Document section Start Marker

Newly retired is neuroscientist and psychologist Charles Gross, 77, whose studies of primate visual systems “revolutionized our understanding of sensory perception and pattern recognition,” colleagues said in a tribute. But following in his path is assistant professor Tim Buschman, a new arrival in psychology and neuroscience. He regards Gross as “sort of both my scientific grandfather and great-grandfather,” since Gross trained Buschman’s adviser at MIT and that adviser’s mentor. Buschman’s work on cognitive control of attention and working memory is “the evolution or natural extension of what Charley did.” The young professor was a hot commodity after postdoctoral work at MIT and applied for a half-dozen jobs, “but I can honestly say that Princeton was at the top of my list because of the amazing group of neuroscientists who are here,” he says. “I feel really spoiled.”
The Department of French and Italian, which lost Marie-Hélène Huet and François Rigolot, 74, to retirement, brought on board assistant professor Katie Chenoweth, whom chair Nick Nesbitt calls “a brilliant, young Renaissance scholar.” Emblematic of the difficulties new Ph.D.s face, especially in the humanities, Princeton and Penn were the only universities in the country searching for a Renaissance scholar this year, she says.
Can the 32-year-old Chenoweth, who writes about the 16th-century rise of the French vernacular, envision herself emerita one day? “You move here and do your best to make it that way,” she says. “I’m still figuring things out, but, yes, I would love to have 40 years at Princeton.”
And so Princeton keeps regenerating, looking in old places and new for rising stars and trying to expand the talent pool so that it better reflects the country and the student body. Retirement incentives remain in effect for those between 65 and 70. In that group is David Dobkin himself, who turned 65 last February.
He envisions a return to the computer-science department “for a stretch” after leaving the deanship, with retirement to follow. “It would be disingenuous for me to stay until I’m far into my 70s,” he says, “after having had numerous conversations with people about why they should retire at a younger age.”
Christopher Connell ’71 is an education writer in Alexandria, Va.
1 Response
Steve Wunsch ’69
8 Years AgoA Princeton Education
I can appreciate the challenge of balancing the need for “fresh blood” on the faculty versus keeping the giants around on whose reputations Princeton’s status as an elite university depends (“Passing the Torch,” Dec. 4). But if meeting our newfound diversity objectives requires reaching down for the first time to non-elite universities to fill our quotas, it is only a matter of time before the quality of a Princeton education will suffer. Either “elite” means something or it does not.
If it had been possible to maintain the highest-quality faculty while reaching down, we should have done so long ago for economic efficiency’s sake. If Princeton’s “famed mathematics department” could have attained that reputation without the expense of hiring the best, what would be the point of paying up? Indeed, if elite and non-elite schools produced equally attractive prospects for our faculty, what would be the point of striving for an elite reputation in the first place?
It will be cold comfort for future students, much less alums of a no-longer-elite Princeton, to revel in a campus and faculty that are “broadly representative of the nation as a whole.”

Document section End Marker
Supplied data Start Marker

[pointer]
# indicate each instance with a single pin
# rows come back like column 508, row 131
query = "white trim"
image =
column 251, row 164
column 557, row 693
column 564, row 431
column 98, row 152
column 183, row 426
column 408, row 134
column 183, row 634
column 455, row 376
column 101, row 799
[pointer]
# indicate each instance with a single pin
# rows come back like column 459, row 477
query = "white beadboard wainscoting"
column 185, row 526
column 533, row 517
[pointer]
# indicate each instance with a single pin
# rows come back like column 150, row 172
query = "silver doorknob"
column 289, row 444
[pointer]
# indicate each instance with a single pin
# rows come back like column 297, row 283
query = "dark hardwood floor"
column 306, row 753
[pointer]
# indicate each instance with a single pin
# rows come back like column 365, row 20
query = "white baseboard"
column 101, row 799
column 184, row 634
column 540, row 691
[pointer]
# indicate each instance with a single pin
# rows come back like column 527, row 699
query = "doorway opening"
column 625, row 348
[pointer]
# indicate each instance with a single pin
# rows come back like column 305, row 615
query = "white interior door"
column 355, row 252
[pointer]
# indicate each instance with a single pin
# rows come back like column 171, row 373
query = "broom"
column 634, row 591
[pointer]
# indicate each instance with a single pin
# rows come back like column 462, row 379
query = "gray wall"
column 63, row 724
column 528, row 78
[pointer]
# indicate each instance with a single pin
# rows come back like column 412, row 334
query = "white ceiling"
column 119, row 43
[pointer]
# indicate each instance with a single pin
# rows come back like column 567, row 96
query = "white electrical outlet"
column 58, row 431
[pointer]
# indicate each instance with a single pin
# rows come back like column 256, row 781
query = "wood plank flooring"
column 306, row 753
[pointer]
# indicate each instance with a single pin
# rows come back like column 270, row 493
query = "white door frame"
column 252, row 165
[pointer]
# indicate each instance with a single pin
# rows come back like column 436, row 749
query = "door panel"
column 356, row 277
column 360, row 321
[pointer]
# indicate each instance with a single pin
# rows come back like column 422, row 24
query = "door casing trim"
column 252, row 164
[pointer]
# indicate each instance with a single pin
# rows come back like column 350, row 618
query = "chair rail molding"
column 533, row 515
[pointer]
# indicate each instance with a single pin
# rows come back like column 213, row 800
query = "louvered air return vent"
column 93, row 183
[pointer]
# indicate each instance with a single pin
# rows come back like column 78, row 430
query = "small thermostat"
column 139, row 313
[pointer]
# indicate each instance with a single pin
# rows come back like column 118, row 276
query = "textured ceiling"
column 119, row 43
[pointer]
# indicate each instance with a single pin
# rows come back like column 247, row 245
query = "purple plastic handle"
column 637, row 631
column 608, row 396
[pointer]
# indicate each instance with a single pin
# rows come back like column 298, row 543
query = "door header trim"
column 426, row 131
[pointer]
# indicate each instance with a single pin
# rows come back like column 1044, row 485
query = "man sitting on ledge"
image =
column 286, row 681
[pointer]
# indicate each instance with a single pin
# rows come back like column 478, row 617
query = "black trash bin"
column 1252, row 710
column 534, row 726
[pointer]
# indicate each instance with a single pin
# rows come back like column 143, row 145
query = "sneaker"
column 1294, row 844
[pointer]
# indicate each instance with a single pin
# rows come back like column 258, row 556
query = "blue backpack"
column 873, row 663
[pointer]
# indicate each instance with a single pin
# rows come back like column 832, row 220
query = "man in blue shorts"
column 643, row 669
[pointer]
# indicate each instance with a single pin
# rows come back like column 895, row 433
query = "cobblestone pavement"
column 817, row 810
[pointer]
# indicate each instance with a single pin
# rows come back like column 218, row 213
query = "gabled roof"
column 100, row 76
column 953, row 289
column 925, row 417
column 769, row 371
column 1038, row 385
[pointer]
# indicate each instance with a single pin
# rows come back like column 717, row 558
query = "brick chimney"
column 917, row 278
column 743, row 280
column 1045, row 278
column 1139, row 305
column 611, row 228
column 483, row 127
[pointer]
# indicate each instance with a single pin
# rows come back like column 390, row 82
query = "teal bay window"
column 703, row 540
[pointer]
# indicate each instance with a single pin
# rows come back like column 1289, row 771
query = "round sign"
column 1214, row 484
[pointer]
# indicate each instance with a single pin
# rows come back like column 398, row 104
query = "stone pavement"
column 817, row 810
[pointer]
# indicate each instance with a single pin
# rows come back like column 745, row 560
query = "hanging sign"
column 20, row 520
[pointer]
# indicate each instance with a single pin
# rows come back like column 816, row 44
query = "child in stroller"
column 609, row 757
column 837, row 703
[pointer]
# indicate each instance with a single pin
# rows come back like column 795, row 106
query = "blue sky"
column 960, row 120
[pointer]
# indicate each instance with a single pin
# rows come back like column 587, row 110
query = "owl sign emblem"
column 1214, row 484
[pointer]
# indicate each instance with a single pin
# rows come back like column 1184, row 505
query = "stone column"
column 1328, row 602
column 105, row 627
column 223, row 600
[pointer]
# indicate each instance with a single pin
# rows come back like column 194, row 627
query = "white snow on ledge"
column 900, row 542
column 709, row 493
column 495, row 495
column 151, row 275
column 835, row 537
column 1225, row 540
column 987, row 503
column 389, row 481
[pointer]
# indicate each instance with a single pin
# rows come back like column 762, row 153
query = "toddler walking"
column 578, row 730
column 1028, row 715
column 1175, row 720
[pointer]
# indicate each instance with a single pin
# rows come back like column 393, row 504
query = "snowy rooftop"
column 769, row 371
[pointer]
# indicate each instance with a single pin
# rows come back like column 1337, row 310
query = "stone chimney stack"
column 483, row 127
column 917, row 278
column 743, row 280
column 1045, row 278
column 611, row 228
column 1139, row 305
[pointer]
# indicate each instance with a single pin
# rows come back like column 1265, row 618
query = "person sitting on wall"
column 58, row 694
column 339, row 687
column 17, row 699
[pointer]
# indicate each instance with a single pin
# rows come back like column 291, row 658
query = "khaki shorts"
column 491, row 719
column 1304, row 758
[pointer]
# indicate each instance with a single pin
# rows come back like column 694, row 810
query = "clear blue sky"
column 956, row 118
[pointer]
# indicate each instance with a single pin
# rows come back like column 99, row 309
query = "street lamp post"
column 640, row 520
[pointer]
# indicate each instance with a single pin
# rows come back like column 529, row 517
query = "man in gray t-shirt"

Supplied data End Marker

* [Work order 1]
Which people in the text on Princeton faculty retirement and hiring have their age given? List each one with that age.
* [Work order 2]
Repeat word for word the passage from the text on Princeton faculty retirement and hiring starting at "Christopher Connell ’71" and ending at "it does not.".

* [Task output 1]
- Charles Gross, 77
- François Rigolot, 74
- Katie Chenoweth, 32
- David Dobkin, 65

* [Task output 2]
Christopher Connell ’71 is an education writer in Alexandria, Va.
1 Response
Steve Wunsch ’69
8 Years AgoA Princeton Education
I can appreciate the challenge of balancing the need for “fresh blood” on the faculty versus keeping the giants around on whose reputations Princeton’s status as an elite university depends (“Passing the Torch,” Dec. 4). But if meeting our newfound diversity objectives requires reaching down for the first time to non-elite universities to fill our quotas, it is only a matter of time before the quality of a Princeton education will suffer. Either “elite” means something or it does not.